- Required task 1: Copy word for word the part of the notes on tree ensembles that begins at the words containing "- This estimate" and stops after "those m predictors.".
- Required task 2:
Answer these from the notes on tree ensembles:
(a) On average, what share of the observations does each bagged tree use?
(b) About how many predictors are considered at each split in a random forest?
(c) What is a tree with d=1 called?

- Selected passage:
-=-=-

We bootstrap from our one training data set to create repeated samples in order to build multiple decision trees and then average all predictions.
There is a very straightforward way to estimate the test error of a bagged model (out-of-bag error estimation).
- Recall that the key to bagging is that trees are repeatedly fit to bootstrapped subsets of the observations. One can show that on average, each bagged tree makes use of around two-thirds of the observations.
- The remaining one-third of the observations not used to fit a given bagged tree are referred to as the out-of-bag (OOB) observations.
- We can predict the response for the i^th^ observation using each of the trees in which that observation was OOB. This will yield around B/3 predictions for the i^th^ observation, which we average.
- This estimate is essentially the LOO cross-validation error for bagging, if B is large.
Random forests provide an improvement over bagged trees by way of a small tweak that decorrelates the trees. This reduces the variance when we average the trees.
- As in bagging, we build a number of decision trees on bootstrapped training samples.
- But when building these decision trees, each time a split in a tree is considered, a random selection of m predictors is chosen as split candidates from the full set of p predictors. The split is allowed to use only one of those m predictors.
- A fresh selection of m predictors is taken at each split, with the number of predictors considered at each split being approximately equal to the square root of the total number of predictors.

Boosting and Variable Importance (Video)

Like bagging, boosting is a general purpose approach that can be applied to many statistical learning methods for regression or classification.
Recall that bagging involves creating multiple copies of the original training data set using the bootstrap, fitting a separate decision tree to each copy, and then combining all of the trees in order to create a single predictive model.
- Notably, each tree is built on a bootstrap data set, independent of the other trees.
Boosting works in a similar way, except that the trees are grown sequentially: each tree is grown using information from previously grown trees.
- Fit trees to the residual of previous trees.
Trees are not independent like they are in bagging and random forests.
Unlike fitting a single large decision tree to the data, which amounts to fitting the data hard and potentially overfitting the boosting approach instead boosting learns slowly.
Given the current model, we fit a decision tree to the residuals from the model. We then add this new decision tree into the fitted function in order to update the residuals.
Each of these trees can be rather small, with just a few terminal nodes, determined by the parameter d in the algorithm.
- If d=1, there is only one split and we're left with a stump.
By fitting small trees to the residuals, we slowly improve the model in areas where it does not perform well.
Boosting can overfit if we use too many trees.

Chapter 9: Support Vector Machines (Textbook)

-=-=-

- Record extracts:
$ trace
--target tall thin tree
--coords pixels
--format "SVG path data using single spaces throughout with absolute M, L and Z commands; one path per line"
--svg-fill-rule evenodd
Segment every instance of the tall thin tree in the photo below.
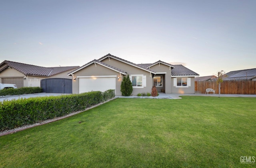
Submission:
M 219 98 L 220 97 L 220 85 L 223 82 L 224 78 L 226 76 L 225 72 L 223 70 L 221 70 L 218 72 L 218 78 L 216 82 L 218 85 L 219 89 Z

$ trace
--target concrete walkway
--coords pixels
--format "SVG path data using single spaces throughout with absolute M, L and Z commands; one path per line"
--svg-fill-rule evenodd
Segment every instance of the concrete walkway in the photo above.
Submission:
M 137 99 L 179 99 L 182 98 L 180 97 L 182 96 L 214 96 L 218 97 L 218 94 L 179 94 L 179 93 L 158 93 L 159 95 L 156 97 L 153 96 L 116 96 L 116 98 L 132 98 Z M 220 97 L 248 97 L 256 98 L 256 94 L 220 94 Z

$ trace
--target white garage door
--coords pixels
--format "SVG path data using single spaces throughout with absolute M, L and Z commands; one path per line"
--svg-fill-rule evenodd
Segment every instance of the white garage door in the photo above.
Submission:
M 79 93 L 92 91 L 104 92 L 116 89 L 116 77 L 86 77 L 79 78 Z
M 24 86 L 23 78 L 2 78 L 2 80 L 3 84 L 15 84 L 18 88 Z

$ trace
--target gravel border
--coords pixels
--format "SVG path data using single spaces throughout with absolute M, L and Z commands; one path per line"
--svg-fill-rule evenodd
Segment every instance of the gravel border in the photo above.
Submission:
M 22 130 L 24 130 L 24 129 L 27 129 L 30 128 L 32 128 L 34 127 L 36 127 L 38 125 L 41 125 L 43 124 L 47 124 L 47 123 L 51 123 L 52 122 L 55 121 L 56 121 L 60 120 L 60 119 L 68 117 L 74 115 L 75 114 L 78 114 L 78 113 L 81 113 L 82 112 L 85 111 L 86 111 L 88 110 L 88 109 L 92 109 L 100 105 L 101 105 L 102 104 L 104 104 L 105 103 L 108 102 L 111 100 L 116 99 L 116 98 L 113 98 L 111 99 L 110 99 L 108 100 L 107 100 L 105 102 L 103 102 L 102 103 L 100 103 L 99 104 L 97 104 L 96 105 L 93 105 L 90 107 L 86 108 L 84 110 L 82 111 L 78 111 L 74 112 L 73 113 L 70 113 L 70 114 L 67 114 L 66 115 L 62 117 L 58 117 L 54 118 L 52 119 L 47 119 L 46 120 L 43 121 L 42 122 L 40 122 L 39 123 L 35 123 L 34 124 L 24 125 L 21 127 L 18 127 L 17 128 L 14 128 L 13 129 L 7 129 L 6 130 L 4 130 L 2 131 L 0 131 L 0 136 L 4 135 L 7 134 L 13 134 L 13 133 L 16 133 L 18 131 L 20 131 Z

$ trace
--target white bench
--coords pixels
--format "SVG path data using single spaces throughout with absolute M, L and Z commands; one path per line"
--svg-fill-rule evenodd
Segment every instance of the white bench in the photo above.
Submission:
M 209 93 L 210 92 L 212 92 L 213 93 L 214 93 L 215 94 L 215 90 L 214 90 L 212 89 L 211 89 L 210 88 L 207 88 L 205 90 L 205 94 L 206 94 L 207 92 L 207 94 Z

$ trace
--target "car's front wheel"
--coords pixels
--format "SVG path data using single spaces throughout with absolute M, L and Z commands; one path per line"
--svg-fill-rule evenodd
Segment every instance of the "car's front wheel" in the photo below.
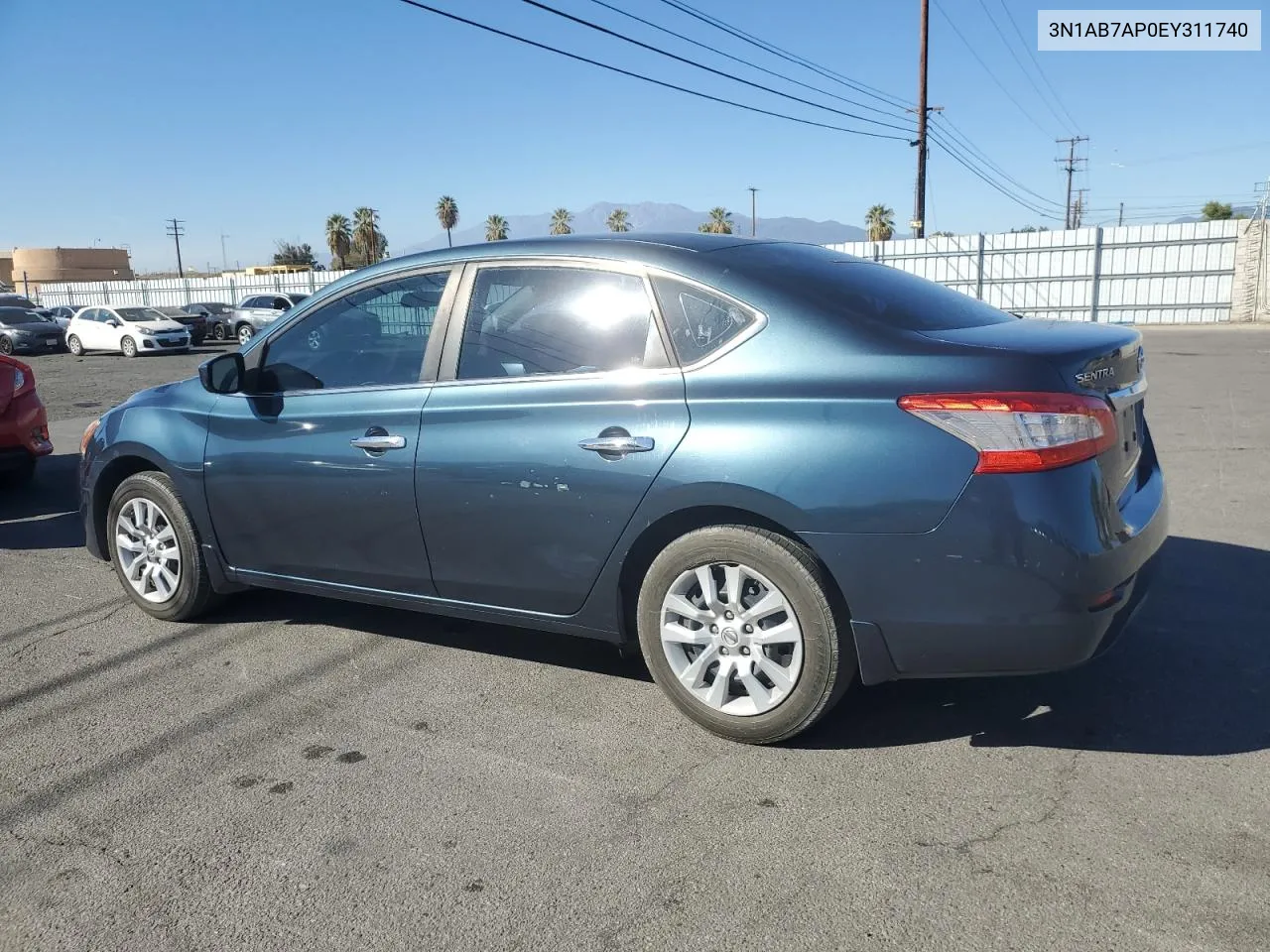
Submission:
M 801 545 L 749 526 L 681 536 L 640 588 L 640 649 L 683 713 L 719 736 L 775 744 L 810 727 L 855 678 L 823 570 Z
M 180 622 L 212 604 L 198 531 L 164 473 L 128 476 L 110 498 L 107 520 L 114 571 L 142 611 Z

-=-=-

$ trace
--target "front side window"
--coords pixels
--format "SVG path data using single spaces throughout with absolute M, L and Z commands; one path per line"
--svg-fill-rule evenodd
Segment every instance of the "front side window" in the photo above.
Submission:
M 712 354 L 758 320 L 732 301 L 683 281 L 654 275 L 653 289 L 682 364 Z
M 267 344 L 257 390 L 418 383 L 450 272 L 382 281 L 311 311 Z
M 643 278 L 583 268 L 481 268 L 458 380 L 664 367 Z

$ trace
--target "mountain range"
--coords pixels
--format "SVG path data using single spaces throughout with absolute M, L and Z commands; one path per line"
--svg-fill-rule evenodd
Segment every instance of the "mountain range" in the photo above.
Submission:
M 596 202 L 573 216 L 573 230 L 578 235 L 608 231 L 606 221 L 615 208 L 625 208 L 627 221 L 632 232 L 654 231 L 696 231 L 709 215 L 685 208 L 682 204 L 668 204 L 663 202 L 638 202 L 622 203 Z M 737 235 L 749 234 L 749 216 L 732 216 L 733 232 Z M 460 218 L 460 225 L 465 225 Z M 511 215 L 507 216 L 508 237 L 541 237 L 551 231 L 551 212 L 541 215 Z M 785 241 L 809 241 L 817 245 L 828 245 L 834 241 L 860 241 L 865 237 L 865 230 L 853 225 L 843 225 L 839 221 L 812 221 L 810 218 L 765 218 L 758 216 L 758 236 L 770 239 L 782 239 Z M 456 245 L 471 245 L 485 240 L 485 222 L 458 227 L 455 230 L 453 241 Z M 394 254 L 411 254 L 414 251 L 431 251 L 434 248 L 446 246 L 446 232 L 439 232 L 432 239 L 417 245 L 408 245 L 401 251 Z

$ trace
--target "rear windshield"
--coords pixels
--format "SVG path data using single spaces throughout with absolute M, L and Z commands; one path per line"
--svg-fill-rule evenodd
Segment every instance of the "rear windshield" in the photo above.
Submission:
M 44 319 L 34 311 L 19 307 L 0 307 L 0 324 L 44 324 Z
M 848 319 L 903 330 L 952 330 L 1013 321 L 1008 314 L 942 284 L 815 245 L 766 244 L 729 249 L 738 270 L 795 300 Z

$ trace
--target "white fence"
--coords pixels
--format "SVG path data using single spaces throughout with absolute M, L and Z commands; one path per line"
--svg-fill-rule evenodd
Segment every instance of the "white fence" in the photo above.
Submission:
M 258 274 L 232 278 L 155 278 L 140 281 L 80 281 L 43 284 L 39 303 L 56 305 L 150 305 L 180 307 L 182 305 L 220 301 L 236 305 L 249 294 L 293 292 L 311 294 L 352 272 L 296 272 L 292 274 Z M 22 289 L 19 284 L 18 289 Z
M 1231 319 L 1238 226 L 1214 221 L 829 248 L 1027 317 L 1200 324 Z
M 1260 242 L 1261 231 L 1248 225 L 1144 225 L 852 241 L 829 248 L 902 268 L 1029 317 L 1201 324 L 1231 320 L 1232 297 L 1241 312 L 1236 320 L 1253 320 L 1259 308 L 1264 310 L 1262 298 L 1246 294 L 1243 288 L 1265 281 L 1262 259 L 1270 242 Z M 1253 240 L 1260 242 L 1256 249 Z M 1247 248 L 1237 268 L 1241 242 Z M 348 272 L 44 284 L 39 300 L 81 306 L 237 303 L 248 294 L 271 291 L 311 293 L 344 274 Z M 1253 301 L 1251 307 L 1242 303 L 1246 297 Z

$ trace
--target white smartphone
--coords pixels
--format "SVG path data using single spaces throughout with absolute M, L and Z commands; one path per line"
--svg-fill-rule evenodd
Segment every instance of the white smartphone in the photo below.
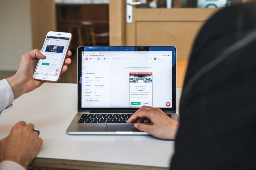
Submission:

-=-=-

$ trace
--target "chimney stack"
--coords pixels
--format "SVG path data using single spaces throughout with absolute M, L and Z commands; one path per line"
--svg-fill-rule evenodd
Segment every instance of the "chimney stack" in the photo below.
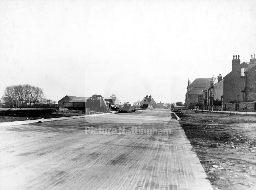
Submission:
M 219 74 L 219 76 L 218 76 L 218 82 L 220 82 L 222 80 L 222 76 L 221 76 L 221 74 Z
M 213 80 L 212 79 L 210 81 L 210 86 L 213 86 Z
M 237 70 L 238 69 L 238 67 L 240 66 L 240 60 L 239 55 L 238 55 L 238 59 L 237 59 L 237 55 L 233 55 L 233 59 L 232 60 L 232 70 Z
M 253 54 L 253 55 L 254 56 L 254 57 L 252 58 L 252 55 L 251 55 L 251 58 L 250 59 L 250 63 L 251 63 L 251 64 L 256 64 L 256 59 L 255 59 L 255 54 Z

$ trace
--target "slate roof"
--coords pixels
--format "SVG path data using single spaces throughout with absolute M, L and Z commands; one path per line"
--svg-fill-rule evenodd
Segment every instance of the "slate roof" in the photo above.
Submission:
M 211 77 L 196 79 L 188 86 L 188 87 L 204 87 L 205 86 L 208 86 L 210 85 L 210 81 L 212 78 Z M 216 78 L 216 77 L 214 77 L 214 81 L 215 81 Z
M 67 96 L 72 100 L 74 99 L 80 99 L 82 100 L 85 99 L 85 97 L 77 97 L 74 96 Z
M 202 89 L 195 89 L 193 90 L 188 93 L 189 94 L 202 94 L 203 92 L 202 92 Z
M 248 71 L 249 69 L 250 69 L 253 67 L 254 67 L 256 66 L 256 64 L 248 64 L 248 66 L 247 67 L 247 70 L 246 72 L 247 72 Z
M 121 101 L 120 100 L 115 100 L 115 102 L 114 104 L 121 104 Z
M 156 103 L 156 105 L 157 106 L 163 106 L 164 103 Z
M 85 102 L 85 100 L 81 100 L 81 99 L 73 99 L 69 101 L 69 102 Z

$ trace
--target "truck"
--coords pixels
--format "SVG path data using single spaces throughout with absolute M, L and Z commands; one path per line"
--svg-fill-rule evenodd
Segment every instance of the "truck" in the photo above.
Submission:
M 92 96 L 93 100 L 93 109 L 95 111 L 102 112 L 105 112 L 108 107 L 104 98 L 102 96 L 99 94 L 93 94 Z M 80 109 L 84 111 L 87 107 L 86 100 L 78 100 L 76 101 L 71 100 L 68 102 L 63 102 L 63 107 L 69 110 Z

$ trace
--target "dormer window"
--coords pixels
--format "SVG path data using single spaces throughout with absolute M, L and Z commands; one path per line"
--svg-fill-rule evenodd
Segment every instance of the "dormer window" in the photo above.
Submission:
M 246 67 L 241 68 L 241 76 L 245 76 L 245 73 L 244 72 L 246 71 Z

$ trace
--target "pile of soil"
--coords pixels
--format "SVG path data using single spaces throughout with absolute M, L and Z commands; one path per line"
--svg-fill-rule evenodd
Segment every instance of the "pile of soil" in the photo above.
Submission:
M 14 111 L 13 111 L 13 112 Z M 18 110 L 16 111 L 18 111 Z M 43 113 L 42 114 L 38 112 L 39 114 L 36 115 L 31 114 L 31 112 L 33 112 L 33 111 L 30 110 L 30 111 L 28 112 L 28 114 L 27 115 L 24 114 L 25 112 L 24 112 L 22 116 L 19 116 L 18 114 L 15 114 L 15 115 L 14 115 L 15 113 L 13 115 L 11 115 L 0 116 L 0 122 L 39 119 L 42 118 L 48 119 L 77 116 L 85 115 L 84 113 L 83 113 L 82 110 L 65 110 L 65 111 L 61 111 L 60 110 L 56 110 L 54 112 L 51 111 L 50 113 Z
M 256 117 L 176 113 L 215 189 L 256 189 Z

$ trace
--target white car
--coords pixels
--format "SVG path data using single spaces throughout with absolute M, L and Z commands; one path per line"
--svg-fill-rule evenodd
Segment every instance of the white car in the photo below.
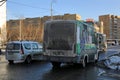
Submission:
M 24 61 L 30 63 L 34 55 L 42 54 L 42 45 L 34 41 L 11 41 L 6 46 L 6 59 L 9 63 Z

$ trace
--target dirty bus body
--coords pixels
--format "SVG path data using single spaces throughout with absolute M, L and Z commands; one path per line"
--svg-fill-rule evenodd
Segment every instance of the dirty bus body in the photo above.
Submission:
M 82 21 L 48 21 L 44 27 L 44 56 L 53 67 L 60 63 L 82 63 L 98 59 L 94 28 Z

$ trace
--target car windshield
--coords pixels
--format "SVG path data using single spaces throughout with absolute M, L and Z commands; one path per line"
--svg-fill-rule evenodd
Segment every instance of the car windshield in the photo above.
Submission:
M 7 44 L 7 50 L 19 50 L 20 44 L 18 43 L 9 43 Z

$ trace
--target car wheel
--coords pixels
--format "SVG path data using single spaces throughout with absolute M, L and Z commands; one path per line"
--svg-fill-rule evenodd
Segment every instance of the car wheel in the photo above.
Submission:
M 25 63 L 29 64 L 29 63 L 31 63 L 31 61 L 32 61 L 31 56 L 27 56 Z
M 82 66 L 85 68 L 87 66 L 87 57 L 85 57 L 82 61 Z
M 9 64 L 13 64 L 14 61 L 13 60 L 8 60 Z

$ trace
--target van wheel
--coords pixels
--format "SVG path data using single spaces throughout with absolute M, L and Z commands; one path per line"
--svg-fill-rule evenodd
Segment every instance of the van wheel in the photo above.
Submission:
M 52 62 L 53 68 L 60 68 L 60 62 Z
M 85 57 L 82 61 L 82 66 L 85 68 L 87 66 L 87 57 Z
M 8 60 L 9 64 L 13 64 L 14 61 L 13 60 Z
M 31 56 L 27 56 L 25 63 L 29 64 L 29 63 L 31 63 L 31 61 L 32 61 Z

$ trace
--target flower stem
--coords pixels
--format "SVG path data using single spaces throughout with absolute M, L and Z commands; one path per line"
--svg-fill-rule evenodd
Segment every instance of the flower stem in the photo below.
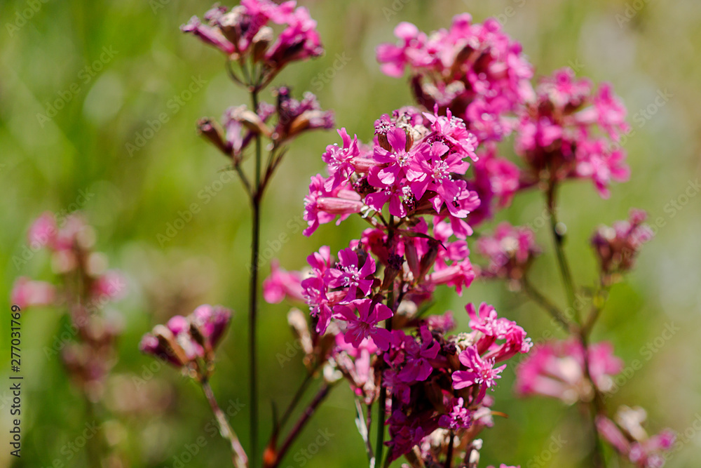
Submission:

-=-=-

- Correct result 1:
- This estimate is essentially the LOO cross-validation error for bagging, if B is large.
Random forests provide an improvement over bagged trees by way of a small tweak that decorrelates the trees. This reduces the variance when we average the trees.
- As in bagging, we build a number of decision trees on bootstrapped training samples.
- But when building these decision trees, each time a split in a tree is considered, a random selection of m predictors is chosen as split candidates from the full set of p predictors. The split is allowed to use only one of those m predictors.

- Correct result 2:
(a) Around two-thirds of the observations.
(b) Approximately the square root of the total number of predictors.
(c) A stump.